* Supplied text:
────────
My Guide to Performance Tuning For Android and Java

This is my guide to tuning performance of Java programs. It covers both analysis of cpu time and object allocation. I have found that this works for Java programs and for many Android applications. In the latter case, it helps if your Android application is structured so you can turn a section of an application into a standalone test case. Since many  Android applications have background tasks, often implemented as subclasses of AsyncTask, this is usually easy to do.

The tool I prefer to use is HPROF. It is a simple profiling tool that is available with the Java SDK.  It provides a variety of tools so you can address common performance problems, like the following: (1) you are allocating too many objects, which leads to too much garbage collection; (2) you are allocating objects and not properly releasing them, leading to a memory leak; (3) there are long delays for the user because your computations are taking too much CPU time.

The topics I cover in this article include:

  • Getting started with HPROF in Eclipse
  • HPROF Results: cpu times, object allocation
  • Performance tuning suggestions
  • More on Android performance tuning
In the last section, I elaborate on why I prefer HPROF over some of the other Android performance tools.

1 Getting Started With HPROF in Eclipse

This section presents an overview of the steps I suggest for performance tuning Java programs and Android applications using HPROF.

To get started, identify a section of your application for which you’d like to check performance. If you don’t already have standalone test program for that part of your application, create one. If you have a Junit test case, you can start with that and turn it into a program you can run.

public static void main (String args []) {
    String result = testPerformance ();
    System.out.println ("Performance test result: " + result); 
}

Be sure that your test case runs correctly and gives you some indication that it is working. Something as simple as printing something to standard output, as shown in the code example above, will suffice. You are about to start a period of performance tuning work that could extend over hours or even days. During that, you will make lots of changes, some small, some not. Having some output displayed lets you make changes with some confidence that you have not introduced an error while working on improving performance.

Set up Eclipse to run the application with the HPROF performance tool. That is easy to do.  Simply edit the Run Configuration for your program. There is a section on that form for adding VM arguments. Enter “-Xrunhprof:heap=sites”,  as shown in Figure 1 below. Then click the “Apply” button so the changes are saved and you are ready to run.

Figure 1 – HPROF Run Configuration  (click to enlarge)

It’s a good idea to start with a check of object allocation. It runs without slowing down your application very much. So you won’t have to wait long to know if you have everything for HPROF set up correctly. Run the application, and then look for the HPROF output  in a file named “java.hprof.txt” file in the project folder inside your Eclipse workspace.

The HPROF output file has a lot of information. It starts out with a bit of explanation. That section is followed by a long section of call traces that point to spots in your code. It is best to skip over all of that and locate the summary data, which is near the bottom of the file. That section begins with “SITES BEGIN”. For “runhprof:heap=sites”, the summary part looks like the output in Figure 2.

Sample Output for HPROF

Figure 2 – HPROF heap=sites summary section
(click to enlarge)
────────
* Given task 1:
In the HPROF guide, why does the writer suggest beginning with a check of object allocation? Answer in one to three sentences.
* Given task 2:
Answer these questions from the HPROF guide:
(a) What should be typed into the VM arguments section of the Run Configuration?
(b) In what file does the HPROF output appear?
(c) With what words does the summary section of the output begin?

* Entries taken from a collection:
────────
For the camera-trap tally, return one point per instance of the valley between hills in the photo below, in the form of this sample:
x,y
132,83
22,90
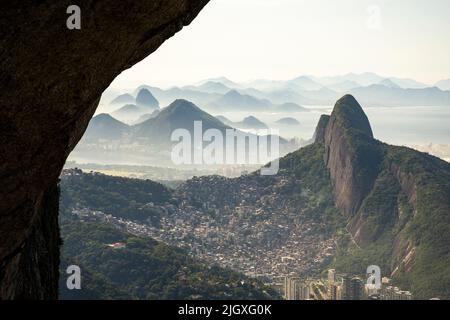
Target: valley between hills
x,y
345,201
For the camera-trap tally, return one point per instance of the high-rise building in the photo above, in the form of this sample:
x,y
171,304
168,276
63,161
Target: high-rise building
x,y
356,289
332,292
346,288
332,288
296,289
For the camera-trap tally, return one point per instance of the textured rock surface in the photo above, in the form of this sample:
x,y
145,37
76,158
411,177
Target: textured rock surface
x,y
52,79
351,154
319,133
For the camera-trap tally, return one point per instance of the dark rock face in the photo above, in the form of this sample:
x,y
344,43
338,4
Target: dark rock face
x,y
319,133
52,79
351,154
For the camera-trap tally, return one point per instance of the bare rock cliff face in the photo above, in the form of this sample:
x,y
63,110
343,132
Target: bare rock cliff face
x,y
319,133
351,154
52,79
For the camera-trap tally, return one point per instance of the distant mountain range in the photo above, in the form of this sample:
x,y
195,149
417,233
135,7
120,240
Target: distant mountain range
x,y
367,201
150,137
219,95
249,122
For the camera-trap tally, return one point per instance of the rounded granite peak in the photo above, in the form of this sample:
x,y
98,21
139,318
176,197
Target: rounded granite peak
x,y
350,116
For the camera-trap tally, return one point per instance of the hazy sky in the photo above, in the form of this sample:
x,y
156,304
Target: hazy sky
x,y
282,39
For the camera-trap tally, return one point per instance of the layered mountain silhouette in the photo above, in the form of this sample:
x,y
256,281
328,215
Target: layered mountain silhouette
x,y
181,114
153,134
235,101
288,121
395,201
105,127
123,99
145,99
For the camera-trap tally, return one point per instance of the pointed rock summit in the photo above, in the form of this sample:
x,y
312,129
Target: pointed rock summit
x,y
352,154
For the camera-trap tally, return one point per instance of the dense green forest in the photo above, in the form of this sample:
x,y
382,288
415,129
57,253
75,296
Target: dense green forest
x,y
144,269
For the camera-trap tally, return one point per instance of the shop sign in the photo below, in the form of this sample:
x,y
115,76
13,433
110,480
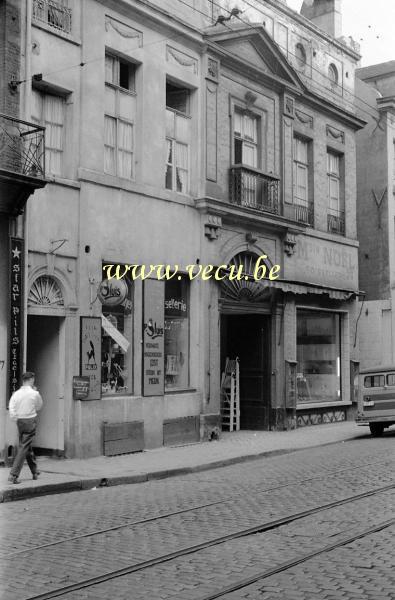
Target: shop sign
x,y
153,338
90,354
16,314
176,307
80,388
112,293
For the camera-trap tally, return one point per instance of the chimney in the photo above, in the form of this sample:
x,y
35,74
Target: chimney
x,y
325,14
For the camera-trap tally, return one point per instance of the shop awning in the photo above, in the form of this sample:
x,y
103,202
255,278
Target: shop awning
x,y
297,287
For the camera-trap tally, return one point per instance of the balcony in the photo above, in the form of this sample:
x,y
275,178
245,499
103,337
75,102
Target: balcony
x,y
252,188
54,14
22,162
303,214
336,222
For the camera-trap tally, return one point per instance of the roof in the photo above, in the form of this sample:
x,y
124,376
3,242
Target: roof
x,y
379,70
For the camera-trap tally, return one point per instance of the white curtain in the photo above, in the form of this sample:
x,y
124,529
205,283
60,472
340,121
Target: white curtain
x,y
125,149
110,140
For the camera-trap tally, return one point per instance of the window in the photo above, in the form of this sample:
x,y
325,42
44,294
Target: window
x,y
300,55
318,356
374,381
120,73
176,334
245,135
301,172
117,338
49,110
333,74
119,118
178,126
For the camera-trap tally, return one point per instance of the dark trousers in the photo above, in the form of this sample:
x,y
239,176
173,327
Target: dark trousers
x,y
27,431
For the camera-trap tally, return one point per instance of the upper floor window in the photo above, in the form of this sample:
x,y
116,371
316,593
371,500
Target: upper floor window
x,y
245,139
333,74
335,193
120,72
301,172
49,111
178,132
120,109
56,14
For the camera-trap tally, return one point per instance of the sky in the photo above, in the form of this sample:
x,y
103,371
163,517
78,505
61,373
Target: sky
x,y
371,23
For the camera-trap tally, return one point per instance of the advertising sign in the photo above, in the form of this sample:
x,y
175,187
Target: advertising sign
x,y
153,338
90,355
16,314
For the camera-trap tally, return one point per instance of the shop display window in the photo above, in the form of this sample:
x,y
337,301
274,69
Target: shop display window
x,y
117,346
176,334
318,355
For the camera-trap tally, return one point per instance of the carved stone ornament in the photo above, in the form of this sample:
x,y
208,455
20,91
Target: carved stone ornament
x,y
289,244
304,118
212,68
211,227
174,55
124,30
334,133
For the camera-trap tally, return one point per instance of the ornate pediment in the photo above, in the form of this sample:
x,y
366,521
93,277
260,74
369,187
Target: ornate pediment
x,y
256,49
────────
* Exercise result 1:
A check of object allocation runs without slowing the application down very much. Because of that, you don't have to wait long to find out whether everything for HPROF is set up correctly.

* Exercise result 2:
(a) "-Xrunhprof:heap=sites"
(b) A file named "java.hprof.txt" in the project folder inside the Eclipse workspace.
(c) "SITES BEGIN"